• [Texte fourni]
Diviser sa Maison en Deux Appartements : Toutes les Démarches

Temps de lecture : 11 minutes

Vous possédez une grande maison devenue trop vaste pour vos besoins. Ou vous souhaitez créer un logement pour un enfant, pour de la location, ou pour financer votre retraite. La solution : diviser votre maison en deux appartements distincts.

Cette opération est parfaitement légale et de plus en plus courante, mais elle implique des démarches administratives précises. Autorisation d'urbanisme, intervention d'un géomètre-expert, passage chez le notaire, mise aux normes techniques… Voici le parcours complet, étape par étape, pour transformer votre maison individuelle en deux logements indépendants.


Sommaire


Diviser une maison : de quoi parle-t-on exactement ?

Diviser une maison en deux appartements consiste à créer, à partir d'un bâtiment à usage d'habitation unique, deux (ou plusieurs) logements autonomes. Chaque logement doit disposer de son propre accès, de ses propres compteurs et de toutes les commodités nécessaires à une vie indépendante.

Les deux types de division

1. Division sans travaux structurels

Vous créez deux logements en séparant les espaces existants, sans toucher à la structure du bâtiment (murs porteurs, façades, toiture). L'entrée peut être commune ou séparée.

2. Division avec travaux

Vous créez une entrée indépendante (percement de façade), vous modifiez la structure (création d'un mur de refend, suppression d'une trémie), ou vous ajoutez des surfaces (extension pour créer un hall d'entrée séparé).

Ce que dit le Code de l'urbanisme

La division d'un bâtiment existant en plusieurs logements n'est pas un changement de destination (le bâtiment reste de l'habitation). Mais elle peut être soumise à autorisation si elle s'accompagne de travaux ou si elle crée des locaux indépendants.

• [Exercice proposé 1] Sélectionnez chaque ligne de la liste contenant le mot « slate » et recopiez-la.
Le texte et la liste n'ont aucun rapport entre eux.

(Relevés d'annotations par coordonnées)

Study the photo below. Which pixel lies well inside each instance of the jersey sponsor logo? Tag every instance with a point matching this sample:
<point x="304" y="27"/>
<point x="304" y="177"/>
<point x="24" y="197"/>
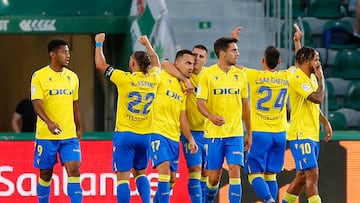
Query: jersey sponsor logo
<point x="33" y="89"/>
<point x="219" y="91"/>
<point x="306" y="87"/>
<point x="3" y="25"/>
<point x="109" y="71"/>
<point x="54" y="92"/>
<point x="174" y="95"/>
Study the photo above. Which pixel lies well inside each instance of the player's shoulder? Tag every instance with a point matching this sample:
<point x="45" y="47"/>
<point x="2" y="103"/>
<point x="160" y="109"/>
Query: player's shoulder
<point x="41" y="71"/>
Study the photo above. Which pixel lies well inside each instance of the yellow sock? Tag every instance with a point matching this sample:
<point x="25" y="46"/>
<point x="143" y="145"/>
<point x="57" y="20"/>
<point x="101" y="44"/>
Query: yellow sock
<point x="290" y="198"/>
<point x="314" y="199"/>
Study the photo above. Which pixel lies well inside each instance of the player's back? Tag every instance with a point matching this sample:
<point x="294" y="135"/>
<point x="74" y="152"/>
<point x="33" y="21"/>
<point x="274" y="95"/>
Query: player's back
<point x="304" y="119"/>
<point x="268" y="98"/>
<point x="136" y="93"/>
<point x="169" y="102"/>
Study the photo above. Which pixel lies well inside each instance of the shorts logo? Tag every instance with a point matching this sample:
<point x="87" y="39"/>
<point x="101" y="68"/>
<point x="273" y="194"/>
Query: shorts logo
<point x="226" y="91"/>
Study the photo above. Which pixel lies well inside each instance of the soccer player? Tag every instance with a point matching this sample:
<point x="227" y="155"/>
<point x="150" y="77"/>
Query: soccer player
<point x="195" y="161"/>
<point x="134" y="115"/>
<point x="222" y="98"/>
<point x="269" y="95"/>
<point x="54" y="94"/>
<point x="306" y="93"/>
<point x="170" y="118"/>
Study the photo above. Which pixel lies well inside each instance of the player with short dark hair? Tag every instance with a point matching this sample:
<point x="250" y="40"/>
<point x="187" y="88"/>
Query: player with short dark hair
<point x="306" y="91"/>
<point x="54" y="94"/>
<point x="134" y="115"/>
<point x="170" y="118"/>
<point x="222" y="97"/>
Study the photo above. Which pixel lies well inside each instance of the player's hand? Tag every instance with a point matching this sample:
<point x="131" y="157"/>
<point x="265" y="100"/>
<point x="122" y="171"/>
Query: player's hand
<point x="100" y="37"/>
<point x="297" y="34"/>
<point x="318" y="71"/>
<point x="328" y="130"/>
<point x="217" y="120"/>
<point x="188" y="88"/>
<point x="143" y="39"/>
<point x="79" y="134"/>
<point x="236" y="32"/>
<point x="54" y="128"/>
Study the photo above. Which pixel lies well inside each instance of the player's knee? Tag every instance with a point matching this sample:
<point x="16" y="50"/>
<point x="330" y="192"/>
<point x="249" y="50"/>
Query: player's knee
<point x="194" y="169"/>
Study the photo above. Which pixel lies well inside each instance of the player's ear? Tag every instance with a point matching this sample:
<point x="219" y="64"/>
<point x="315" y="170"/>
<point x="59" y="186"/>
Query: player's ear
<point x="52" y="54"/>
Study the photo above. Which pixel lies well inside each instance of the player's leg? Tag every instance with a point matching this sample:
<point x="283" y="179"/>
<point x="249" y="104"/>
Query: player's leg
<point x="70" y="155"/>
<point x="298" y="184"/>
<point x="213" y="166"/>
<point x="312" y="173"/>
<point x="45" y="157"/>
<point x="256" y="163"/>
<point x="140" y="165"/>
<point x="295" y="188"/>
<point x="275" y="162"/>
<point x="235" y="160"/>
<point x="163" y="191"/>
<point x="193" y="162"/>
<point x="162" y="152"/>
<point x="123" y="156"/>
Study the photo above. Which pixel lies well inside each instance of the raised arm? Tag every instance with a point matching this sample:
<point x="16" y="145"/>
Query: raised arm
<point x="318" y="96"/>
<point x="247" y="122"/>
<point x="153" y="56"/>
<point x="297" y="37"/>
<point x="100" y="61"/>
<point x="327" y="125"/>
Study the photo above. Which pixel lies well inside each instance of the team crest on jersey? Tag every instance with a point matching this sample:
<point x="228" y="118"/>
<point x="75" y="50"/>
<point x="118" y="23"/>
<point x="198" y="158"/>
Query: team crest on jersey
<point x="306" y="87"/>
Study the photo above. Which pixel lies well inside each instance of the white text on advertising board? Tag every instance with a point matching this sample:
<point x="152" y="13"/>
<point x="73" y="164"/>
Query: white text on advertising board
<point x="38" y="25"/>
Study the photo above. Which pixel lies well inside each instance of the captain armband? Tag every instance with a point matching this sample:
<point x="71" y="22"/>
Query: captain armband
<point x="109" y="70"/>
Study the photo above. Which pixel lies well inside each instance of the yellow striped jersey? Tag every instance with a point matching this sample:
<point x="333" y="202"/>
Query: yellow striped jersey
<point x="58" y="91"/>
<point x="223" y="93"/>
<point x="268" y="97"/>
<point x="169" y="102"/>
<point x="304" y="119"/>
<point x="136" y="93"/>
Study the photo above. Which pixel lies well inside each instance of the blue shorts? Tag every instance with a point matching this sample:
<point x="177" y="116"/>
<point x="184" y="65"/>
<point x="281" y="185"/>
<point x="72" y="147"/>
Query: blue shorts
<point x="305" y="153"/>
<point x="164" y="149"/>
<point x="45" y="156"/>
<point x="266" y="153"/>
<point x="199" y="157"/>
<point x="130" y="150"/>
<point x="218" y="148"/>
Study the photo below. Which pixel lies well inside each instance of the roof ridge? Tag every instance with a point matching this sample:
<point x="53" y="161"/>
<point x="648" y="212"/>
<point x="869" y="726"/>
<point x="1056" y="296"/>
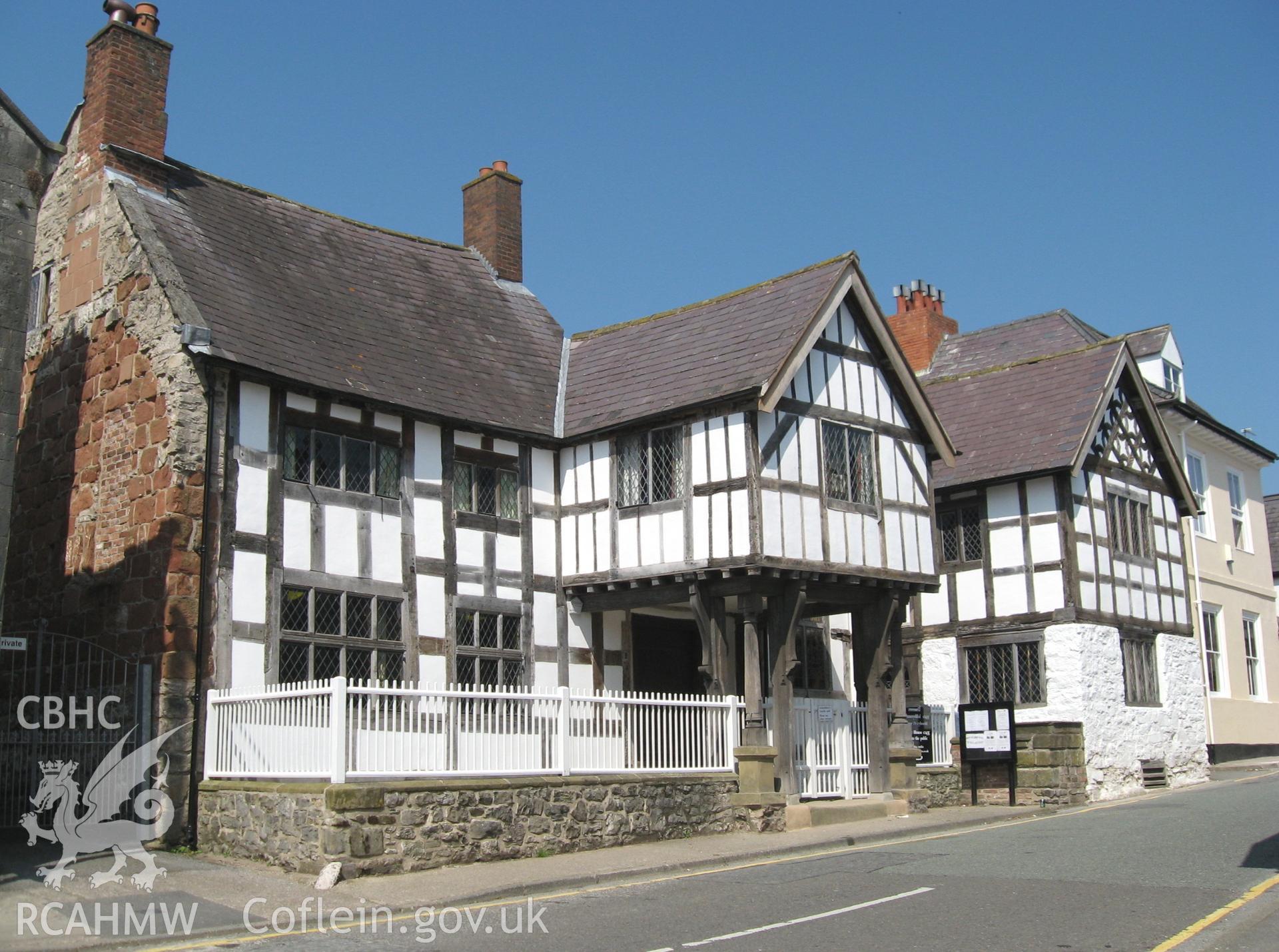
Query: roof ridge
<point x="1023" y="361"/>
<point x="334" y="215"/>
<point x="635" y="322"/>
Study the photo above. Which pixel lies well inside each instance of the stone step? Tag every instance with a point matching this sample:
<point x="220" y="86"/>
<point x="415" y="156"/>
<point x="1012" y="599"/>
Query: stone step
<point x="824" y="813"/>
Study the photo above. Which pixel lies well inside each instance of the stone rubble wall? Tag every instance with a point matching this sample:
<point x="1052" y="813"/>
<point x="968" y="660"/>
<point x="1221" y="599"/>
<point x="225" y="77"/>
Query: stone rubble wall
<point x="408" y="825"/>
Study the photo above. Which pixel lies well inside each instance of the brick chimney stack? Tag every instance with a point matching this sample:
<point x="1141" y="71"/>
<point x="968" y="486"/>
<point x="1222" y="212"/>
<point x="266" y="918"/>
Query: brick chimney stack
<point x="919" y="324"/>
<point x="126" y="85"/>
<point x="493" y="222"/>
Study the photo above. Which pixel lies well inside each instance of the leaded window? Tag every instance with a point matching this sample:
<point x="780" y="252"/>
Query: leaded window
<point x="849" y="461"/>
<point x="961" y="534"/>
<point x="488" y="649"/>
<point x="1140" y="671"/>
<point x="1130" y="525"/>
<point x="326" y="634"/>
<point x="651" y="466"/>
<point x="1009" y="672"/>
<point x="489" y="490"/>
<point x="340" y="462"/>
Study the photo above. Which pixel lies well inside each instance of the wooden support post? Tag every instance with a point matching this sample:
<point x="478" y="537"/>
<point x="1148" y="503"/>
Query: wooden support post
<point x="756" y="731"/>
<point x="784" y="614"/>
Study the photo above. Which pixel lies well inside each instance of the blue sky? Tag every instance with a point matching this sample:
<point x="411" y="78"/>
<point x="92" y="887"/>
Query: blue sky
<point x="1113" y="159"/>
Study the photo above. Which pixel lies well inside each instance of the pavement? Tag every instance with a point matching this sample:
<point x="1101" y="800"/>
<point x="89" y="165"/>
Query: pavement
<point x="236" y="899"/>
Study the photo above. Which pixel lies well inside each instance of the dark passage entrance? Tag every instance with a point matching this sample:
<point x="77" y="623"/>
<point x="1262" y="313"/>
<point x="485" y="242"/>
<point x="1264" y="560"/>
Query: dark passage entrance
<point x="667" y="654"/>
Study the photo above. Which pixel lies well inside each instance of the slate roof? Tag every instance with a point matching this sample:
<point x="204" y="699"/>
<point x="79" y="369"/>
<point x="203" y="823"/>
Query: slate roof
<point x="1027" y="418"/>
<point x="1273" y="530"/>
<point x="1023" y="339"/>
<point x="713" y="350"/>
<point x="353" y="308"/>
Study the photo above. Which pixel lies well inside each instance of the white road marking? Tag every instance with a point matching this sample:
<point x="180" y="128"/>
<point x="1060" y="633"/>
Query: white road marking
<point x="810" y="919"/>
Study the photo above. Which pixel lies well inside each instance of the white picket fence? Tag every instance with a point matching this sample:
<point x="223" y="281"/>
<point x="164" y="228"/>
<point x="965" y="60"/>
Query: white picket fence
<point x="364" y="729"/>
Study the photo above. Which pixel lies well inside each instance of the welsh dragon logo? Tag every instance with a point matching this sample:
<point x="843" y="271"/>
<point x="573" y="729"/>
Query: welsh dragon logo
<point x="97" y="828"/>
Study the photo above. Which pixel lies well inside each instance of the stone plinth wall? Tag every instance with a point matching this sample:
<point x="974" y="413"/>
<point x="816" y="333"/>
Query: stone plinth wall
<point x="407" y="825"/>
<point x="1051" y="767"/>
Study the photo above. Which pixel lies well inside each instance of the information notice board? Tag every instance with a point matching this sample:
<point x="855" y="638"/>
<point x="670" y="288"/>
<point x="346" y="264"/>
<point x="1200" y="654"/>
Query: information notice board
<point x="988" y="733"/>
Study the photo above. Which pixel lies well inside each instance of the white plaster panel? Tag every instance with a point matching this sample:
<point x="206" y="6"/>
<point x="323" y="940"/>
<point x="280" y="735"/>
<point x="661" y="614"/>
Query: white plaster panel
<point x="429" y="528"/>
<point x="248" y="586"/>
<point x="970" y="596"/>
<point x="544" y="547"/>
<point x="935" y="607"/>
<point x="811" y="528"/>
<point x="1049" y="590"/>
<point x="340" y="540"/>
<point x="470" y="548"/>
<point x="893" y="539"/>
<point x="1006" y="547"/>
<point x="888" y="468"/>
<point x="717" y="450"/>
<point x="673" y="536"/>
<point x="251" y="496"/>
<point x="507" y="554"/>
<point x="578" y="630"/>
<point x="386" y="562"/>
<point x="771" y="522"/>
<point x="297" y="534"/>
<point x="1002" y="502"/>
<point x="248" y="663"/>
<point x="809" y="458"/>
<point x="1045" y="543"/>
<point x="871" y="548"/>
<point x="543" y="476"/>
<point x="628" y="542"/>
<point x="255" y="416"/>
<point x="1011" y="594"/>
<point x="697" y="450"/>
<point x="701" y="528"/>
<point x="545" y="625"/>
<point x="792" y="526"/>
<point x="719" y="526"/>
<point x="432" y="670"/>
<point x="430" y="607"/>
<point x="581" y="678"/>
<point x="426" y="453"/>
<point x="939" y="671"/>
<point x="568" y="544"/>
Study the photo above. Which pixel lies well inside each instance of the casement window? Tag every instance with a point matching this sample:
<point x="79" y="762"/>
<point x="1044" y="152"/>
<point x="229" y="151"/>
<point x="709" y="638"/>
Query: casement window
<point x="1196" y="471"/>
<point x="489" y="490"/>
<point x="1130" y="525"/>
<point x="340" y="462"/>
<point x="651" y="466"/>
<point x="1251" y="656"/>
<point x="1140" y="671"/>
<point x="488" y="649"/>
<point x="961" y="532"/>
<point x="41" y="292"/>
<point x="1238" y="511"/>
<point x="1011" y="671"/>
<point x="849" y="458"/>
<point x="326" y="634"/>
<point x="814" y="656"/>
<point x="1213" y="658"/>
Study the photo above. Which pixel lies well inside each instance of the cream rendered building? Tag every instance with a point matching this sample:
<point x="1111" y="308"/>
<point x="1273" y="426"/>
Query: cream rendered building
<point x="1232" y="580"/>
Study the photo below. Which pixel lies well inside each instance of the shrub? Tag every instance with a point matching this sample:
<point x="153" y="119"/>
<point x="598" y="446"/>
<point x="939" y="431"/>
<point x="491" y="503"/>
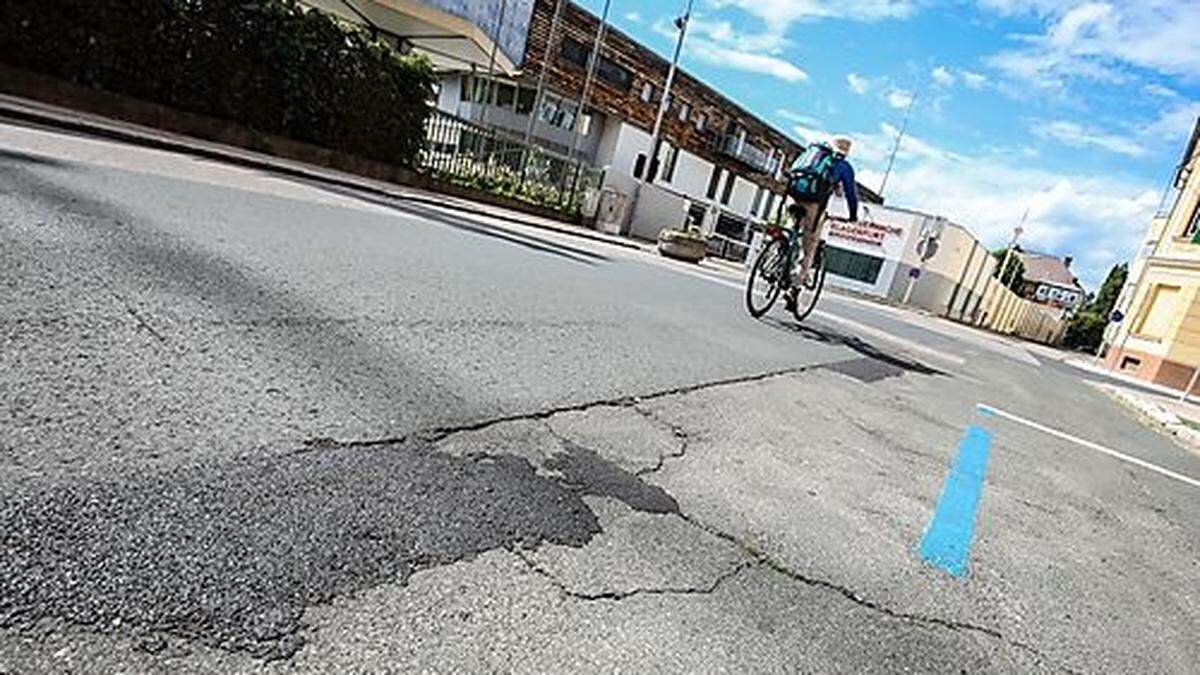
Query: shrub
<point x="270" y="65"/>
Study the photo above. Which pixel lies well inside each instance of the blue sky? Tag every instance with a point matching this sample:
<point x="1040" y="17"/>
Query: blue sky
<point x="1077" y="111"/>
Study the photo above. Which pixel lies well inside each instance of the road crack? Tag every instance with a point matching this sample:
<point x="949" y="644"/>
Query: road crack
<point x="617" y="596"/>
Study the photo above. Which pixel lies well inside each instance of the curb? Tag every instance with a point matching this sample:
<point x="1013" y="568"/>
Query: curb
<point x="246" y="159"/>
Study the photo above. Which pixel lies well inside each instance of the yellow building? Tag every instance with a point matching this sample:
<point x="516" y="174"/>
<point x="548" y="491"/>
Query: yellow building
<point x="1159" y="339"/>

• [Exercice proposé 2] Expliquez en une à trois phrases pourquoi, selon le texte sur la division d'une maison, diviser un bâtiment existant en plusieurs logements ne constitue pas un changement de destination.

• [Corrigé 1]
Study the photo above. Which pixel lies well inside each instance of the slate roof? Tag every instance with a point matching this sample:
Query: slate roof

• [Corrigé 2] La division d'un bâtiment existant en plusieurs logements ne constitue pas un changement de destination parce que le bâtiment reste à usage d'habitation. Sa destination demeure donc la même après la division.